WHAT THE TASK REQUIRES:
Pictures do not belong in your copy. Repeat all the other data exactly.

INFORMATION SHOWN:
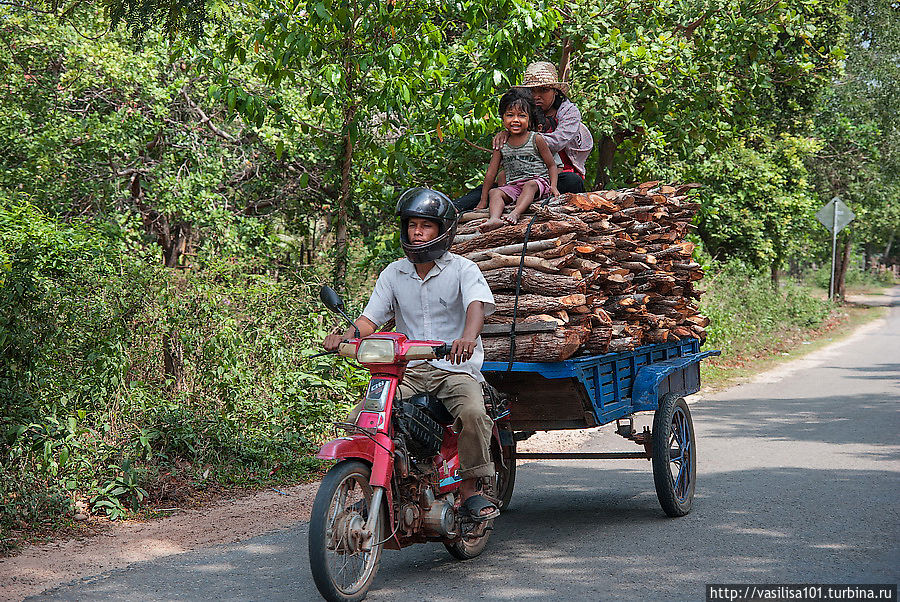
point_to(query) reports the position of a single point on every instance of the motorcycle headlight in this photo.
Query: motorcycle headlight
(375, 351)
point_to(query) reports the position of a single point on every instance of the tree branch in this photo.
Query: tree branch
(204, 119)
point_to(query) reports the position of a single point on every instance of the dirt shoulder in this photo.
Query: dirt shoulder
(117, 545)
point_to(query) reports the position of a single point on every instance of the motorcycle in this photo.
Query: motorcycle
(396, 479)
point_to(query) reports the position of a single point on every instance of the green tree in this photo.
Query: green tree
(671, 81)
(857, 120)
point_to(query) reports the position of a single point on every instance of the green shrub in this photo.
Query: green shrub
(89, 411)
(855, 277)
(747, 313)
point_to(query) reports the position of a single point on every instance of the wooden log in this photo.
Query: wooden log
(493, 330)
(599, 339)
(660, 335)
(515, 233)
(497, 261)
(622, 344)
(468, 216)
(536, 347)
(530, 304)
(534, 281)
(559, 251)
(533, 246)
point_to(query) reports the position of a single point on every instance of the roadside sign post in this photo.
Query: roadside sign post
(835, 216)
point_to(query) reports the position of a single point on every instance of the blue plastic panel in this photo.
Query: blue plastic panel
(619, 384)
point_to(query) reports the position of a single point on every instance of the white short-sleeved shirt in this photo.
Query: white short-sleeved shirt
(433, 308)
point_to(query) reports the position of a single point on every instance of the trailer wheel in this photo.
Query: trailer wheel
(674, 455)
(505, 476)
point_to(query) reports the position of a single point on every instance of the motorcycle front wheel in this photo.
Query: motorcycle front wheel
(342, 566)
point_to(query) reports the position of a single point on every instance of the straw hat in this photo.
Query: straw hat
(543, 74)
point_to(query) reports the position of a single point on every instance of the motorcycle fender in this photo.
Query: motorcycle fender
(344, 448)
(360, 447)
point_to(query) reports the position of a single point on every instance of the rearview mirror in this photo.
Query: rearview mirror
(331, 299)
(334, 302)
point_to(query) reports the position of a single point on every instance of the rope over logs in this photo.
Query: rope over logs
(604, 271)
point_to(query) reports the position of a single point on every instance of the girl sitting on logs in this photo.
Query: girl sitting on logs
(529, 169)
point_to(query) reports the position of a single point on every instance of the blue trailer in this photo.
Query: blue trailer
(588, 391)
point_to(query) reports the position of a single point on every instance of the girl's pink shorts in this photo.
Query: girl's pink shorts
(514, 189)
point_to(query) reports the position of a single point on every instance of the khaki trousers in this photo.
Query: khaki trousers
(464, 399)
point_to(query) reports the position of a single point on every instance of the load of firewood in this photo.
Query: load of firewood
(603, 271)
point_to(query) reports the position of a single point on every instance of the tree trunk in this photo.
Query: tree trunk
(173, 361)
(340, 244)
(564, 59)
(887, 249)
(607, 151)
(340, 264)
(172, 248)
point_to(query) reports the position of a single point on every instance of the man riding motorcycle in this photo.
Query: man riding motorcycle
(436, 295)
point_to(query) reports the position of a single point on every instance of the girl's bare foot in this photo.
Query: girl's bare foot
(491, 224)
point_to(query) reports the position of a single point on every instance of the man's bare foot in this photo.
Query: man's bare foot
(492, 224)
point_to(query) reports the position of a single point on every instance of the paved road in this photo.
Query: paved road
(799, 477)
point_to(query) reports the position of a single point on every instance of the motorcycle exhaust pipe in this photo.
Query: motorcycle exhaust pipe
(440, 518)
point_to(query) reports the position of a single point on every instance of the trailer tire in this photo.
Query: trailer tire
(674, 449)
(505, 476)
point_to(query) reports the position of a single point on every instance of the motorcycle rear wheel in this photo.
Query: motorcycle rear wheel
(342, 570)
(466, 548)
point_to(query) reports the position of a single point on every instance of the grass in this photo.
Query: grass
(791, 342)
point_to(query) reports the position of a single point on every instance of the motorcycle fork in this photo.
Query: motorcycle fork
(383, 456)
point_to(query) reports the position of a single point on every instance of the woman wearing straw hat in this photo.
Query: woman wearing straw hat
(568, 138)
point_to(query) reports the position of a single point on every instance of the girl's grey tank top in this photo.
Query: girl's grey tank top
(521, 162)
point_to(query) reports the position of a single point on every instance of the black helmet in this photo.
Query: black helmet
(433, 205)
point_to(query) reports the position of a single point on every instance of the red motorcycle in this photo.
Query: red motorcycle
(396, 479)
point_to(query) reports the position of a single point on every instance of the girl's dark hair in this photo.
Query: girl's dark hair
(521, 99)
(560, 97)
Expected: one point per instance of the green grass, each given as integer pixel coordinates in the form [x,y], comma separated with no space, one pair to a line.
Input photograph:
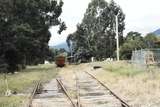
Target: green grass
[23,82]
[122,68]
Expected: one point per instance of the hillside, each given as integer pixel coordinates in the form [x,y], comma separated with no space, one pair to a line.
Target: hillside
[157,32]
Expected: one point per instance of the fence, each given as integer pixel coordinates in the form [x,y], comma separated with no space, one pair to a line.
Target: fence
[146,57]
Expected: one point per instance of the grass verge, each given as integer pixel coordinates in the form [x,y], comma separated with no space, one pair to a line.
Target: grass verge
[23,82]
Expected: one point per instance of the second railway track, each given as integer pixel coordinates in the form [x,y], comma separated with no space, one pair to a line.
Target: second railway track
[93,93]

WRITTEN SOLUTION:
point_to(query) reports the position of a single point on every instance of the motorcycle headlight in this photo.
Query: motorcycle headlight
(375, 351)
point_to(query) reports the position of a single point on every instance of the tree branch in this photo.
Query: tree branch
(204, 119)
point_to(query) reports the position of a single point on every instance of the dirt shoulder in this photo.
Query: dirt shoulder
(117, 545)
point_to(query) reports the position of a single point on every instance of the motorcycle in this photo.
Query: motorcycle
(396, 479)
point_to(query) reports the position of a single point on every instance of the green tree in this photo.
Query: green tree
(671, 81)
(857, 120)
point_to(query) reports the position of a single point on every instance of the green shrub in this photo.
Query: green shrub
(89, 411)
(855, 277)
(747, 313)
point_to(query) reports the position of a single point on every instance of the wooden log in this photo.
Query: wooden log
(493, 330)
(599, 339)
(660, 335)
(515, 233)
(497, 261)
(622, 344)
(468, 216)
(536, 347)
(530, 304)
(534, 281)
(559, 251)
(533, 246)
point_to(query) reports the position of a single point on every instance of the roadside sign post in this photo.
Query: roadside sign post
(835, 216)
point_to(query) reports the position of a single point on every instance of the blue plastic panel in this photo.
Query: blue plastic panel
(619, 384)
point_to(query) reports the position of a single point on every instance of the white short-sleeved shirt in this photo.
Query: white short-sleeved shirt
(433, 308)
point_to(query) reports the position of a single point on every instance of the trailer wheel in this photo.
Query: trailer wheel
(674, 455)
(505, 476)
point_to(query) reports the position of a single point on every instance of the motorcycle front wheel in this photo.
Query: motorcycle front wheel
(342, 566)
point_to(query) reports the position of a single point on every instance of the straw hat in this photo.
Query: straw hat
(543, 74)
point_to(query) reports the position of a single point on every instance of the motorcycle fender in this photo.
Query: motorcycle fender
(344, 448)
(360, 447)
point_to(query) reports the position of a single point on every instance of the rearview mirror in this photo.
Query: rearview mirror
(331, 299)
(334, 302)
point_to(query) reports the position of a single point on every instance of the rope over logs in this photo.
Query: rope over logs
(604, 271)
point_to(query) reports the position of a single point on every instance of the girl sitting on logs in this photo.
Query: girl sitting on logs
(529, 169)
point_to(query) reports the position of a single point on every instance of the blue trailer in this photo.
Query: blue trailer
(588, 391)
point_to(query) reports the position of a single point on every instance of the girl's pink shorts in this photo.
Query: girl's pink shorts
(514, 189)
point_to(query) reports the position of a single point on every instance of the khaki trousers in this photo.
Query: khaki trousers
(464, 399)
point_to(query) reports the position of a single point on every instance of the load of firewood in this photo.
Query: load of firewood
(603, 271)
point_to(query) reports the position of a single point on every instance of the tree trunk in this photo.
Query: tree trunk
(173, 361)
(340, 244)
(564, 59)
(887, 249)
(607, 151)
(340, 264)
(172, 248)
point_to(query) reports the position of a single point on every instance of the man riding motorcycle in this photo.
Query: man riding motorcycle
(436, 295)
point_to(query) reports the position of a single point on every instance of the girl's bare foot in this photo.
Query: girl's bare foot
(491, 224)
point_to(query) reports the position of a single point on every instance of the man's bare foot in this photo.
Query: man's bare foot
(492, 224)
point_to(query) reports the position of a single point on every instance of the paved road in this photo.
Query: paved road
(799, 477)
point_to(query) reports the position of a single point on every instance of the motorcycle exhaust pipe in this photo.
Query: motorcycle exhaust pipe
(440, 518)
point_to(query) reports the position of a single point on every instance of the trailer tire in this photo.
Query: trailer tire
(674, 449)
(505, 476)
point_to(query) reports the position of a single point on every instance of the motorcycle rear wheel in this photo.
Query: motorcycle rear wheel
(342, 570)
(466, 548)
point_to(query) reports the position of a single point on every instance of the grass in this photo.
Query: grass
(791, 342)
point_to(query) reports the position of a single point on every instance of the motorcycle fork in this photo.
Query: motorcycle fork
(383, 456)
point_to(query) reports the position of a single point on every instance of the woman wearing straw hat in this photo.
Query: woman wearing straw hat
(568, 138)
point_to(query) reports the position of a single point on every instance of the girl's grey tank top in this photo.
Query: girl's grey tank top
(521, 162)
point_to(query) reports the position of a single point on every instance of the black helmet in this photo.
Query: black helmet
(433, 205)
point_to(query) reports the position of a single point on every instance of the red motorcycle in this photo.
Query: red motorcycle
(396, 479)
point_to(query) reports the position of a single point on every instance of the girl's dark hair in this photo.
Query: girl's dark hair
(521, 99)
(560, 97)
Expected: one point per instance of the green grass, each given as integer pixel coordinates in the form [x,y], comma separated with no space, one pair to a line.
Input photograph:
Target: green grass
[23,82]
[122,68]
Expected: one point per instance of the hillside, each given as integer pixel coordinates in the form [x,y], comma separated with no space, one pair to a line.
Target: hillside
[157,32]
Expected: one point per instance of the fence, each given as integer pixel coordinates in the form [x,y], comma separated with no space, one pair to a line.
Target: fence
[146,57]
Expected: one point per instance of the grass verge, each given as integer pixel coordinates in the form [x,y], comma separated with no space, one pair to a line.
Target: grass verge
[23,82]
Expected: one point per instance of the second railway track, each given as integer pixel coordinates in the form [x,y], comma separated with no space, one pair to a line.
Target: second railway track
[93,93]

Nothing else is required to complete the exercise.